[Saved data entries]
%%
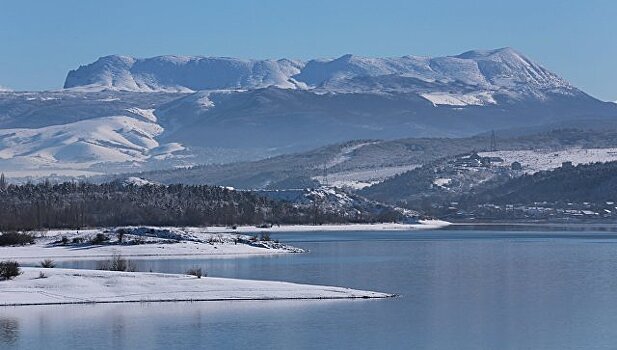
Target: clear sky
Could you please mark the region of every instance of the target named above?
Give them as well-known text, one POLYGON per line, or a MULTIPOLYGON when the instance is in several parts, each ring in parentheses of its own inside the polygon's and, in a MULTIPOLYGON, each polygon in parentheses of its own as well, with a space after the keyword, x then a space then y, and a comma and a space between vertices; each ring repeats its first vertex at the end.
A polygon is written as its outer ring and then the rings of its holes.
POLYGON ((0 3, 0 85, 56 89, 100 56, 442 56, 511 46, 617 100, 614 0, 14 0, 0 3))

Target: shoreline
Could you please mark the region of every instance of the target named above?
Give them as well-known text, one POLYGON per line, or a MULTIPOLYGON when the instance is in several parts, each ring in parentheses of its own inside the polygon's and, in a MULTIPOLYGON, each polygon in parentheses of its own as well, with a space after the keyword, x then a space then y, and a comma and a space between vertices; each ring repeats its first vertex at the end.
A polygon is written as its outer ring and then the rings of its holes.
POLYGON ((443 220, 420 220, 417 224, 375 223, 375 224, 325 224, 325 225, 281 225, 266 228, 238 226, 235 230, 227 227, 209 226, 209 233, 283 233, 283 232, 343 232, 343 231, 416 231, 431 230, 450 226, 443 220))
POLYGON ((122 227, 116 229, 31 231, 34 244, 0 247, 0 260, 98 260, 113 255, 143 258, 228 258, 303 253, 271 240, 201 228, 122 227), (123 232, 122 239, 118 232, 123 232))
POLYGON ((383 299, 343 287, 151 272, 22 268, 0 282, 0 307, 160 302, 383 299), (45 277, 41 278, 40 273, 45 277))
MULTIPOLYGON (((35 243, 25 246, 0 247, 0 260, 38 262, 42 259, 55 260, 98 260, 120 254, 132 259, 182 259, 182 258, 237 258, 251 256, 273 256, 279 254, 304 253, 291 245, 275 241, 251 241, 252 235, 293 233, 293 232, 353 232, 353 231, 416 231, 437 229, 450 223, 426 220, 419 224, 346 224, 346 225, 288 225, 258 228, 240 226, 228 227, 127 227, 140 234, 130 239, 146 240, 141 244, 118 243, 113 229, 49 230, 31 231, 37 236, 35 243), (143 233, 143 231, 152 231, 143 233), (87 243, 97 234, 104 233, 110 241, 103 244, 87 243), (171 238, 170 238, 171 237, 171 238), (67 244, 59 241, 66 238, 67 244), (72 244, 73 239, 84 239, 86 243, 72 244), (242 238, 239 243, 238 239, 242 238)), ((127 235, 129 236, 129 235, 127 235)), ((129 238, 125 238, 128 240, 129 238)))

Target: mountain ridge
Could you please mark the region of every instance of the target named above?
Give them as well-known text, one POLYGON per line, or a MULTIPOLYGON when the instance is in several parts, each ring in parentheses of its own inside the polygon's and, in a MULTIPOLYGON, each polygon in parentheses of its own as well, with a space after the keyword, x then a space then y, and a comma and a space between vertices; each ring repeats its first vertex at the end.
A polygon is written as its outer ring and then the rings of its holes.
MULTIPOLYGON (((206 56, 156 56, 134 58, 110 55, 71 70, 64 88, 99 87, 120 91, 194 92, 246 90, 267 87, 333 92, 375 91, 349 80, 399 77, 416 92, 431 92, 430 84, 459 83, 466 90, 509 91, 542 97, 540 90, 565 94, 582 93, 512 48, 471 50, 454 56, 363 57, 345 54, 332 59, 239 59, 206 56), (422 82, 424 84, 422 84, 422 82)), ((384 85, 382 79, 380 85, 384 85)), ((429 98, 430 100, 430 98, 429 98)))
POLYGON ((0 168, 112 173, 258 160, 360 139, 617 118, 511 49, 251 60, 111 55, 66 89, 0 95, 0 168))

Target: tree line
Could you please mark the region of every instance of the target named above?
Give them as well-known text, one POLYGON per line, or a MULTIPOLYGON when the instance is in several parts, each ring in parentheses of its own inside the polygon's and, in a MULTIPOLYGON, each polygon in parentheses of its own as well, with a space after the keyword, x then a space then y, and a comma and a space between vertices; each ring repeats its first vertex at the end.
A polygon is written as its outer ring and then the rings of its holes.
%%
EXERCISE INSTRUCTIONS ->
Leave the pictures out and print the records above exactly as they stand.

RESPONSE TO THE TASK ->
Target: clear sky
Could you please mark the region of every instance of the target named above?
Give them as well-known text, one POLYGON per line, or a MULTIPOLYGON when the instance is in several parts, each ring in parentheses of its own inside the polygon's and, in a MULTIPOLYGON, each polygon in parentheses of its own as well, with a space after the keyword, x then a space then y, and a comma and a space between vertices; each ring repeats its first vertex at the end.
A polygon is written as its outer ring and then the rings of its holes.
POLYGON ((0 3, 0 85, 56 89, 100 56, 442 56, 511 46, 617 100, 614 0, 14 0, 0 3))

Target: shoreline
Could you please mark the region of every instance of the target named above?
Give them as well-known text, one POLYGON per line, or a MULTIPOLYGON when the instance is in several parts, each ring in parentheses of its own inside the polygon's and, in a MULTIPOLYGON, each polygon in parentheses of its own as well, with a space after the keyword, x then a space then y, and a comma and a space between vertices; each ring repeats its first vertex at the end.
A polygon is written as its outer ring and then the rings of its holes.
POLYGON ((443 220, 420 220, 417 224, 375 223, 375 224, 325 224, 325 225, 281 225, 266 228, 238 226, 235 230, 227 227, 209 226, 209 233, 283 233, 283 232, 343 232, 343 231, 416 231, 431 230, 450 226, 443 220))
POLYGON ((122 227, 116 229, 31 231, 34 244, 0 247, 0 260, 98 260, 113 255, 143 258, 228 258, 303 253, 271 240, 201 228, 122 227), (123 232, 122 239, 118 232, 123 232))
POLYGON ((383 299, 343 287, 151 272, 22 268, 0 282, 0 307, 160 302, 383 299), (45 277, 41 278, 40 273, 45 277))
MULTIPOLYGON (((35 243, 25 246, 0 247, 0 260, 38 262, 42 259, 55 260, 98 260, 120 254, 132 259, 182 259, 182 258, 237 258, 251 256, 273 256, 279 254, 304 253, 291 245, 275 241, 251 241, 252 235, 293 233, 293 232, 353 232, 353 231, 416 231, 437 229, 450 223, 426 220, 419 224, 346 224, 346 225, 288 225, 258 228, 240 226, 228 227, 127 227, 140 234, 130 239, 146 240, 141 244, 118 243, 113 229, 49 230, 31 231, 37 236, 35 243), (143 233, 143 231, 152 231, 143 233), (87 243, 97 234, 104 233, 110 241, 103 244, 87 243), (171 238, 170 238, 171 237, 171 238), (67 244, 59 241, 66 238, 67 244), (72 244, 73 239, 84 239, 86 243, 72 244), (242 238, 239 243, 238 239, 242 238)), ((127 235, 129 236, 129 235, 127 235)), ((129 238, 125 238, 128 240, 129 238)))

Target: mountain ridge
Could you please mark the region of every instance of the target named above?
Give them as well-known text, one POLYGON per line, or a MULTIPOLYGON when the instance is in several parts, each ring in parentheses of its own inside the polygon's and, in a MULTIPOLYGON, each polygon in parentheses of its own as well, with a space after the keyword, x then a space then y, and a comma and a space between vertices; each ring repeats its first vertex at the end.
A polygon is written as its outer ring and then the rings of its holes.
MULTIPOLYGON (((206 56, 156 56, 134 58, 110 55, 71 70, 64 88, 99 87, 120 91, 194 92, 246 90, 267 87, 333 92, 375 91, 349 80, 399 77, 416 92, 431 92, 430 84, 459 83, 466 90, 509 91, 542 97, 540 90, 565 94, 582 93, 512 48, 471 50, 454 56, 363 57, 345 54, 332 59, 239 59, 206 56), (422 82, 424 84, 422 84, 422 82)), ((384 85, 382 79, 380 85, 384 85)), ((429 98, 430 100, 430 98, 429 98)))
POLYGON ((0 168, 112 173, 258 160, 360 139, 617 118, 511 49, 251 60, 111 55, 66 89, 0 95, 0 168))

Target: tree line
Could you please mark the region of every instance of the target named above?
Give them as well-known text, one POLYGON per line, or a MULTIPOLYGON when the instance is in several parts, each ring in parentheses of its own inside the polygon's and, in a MULTIPOLYGON, each polygon in parentheses of its own as well, with a space after the keyword, x then a space then y, and a comma and a space between vertices; each ring repeats its first vertex at the end.
A polygon is written as its outer ring and then the rings of its holes.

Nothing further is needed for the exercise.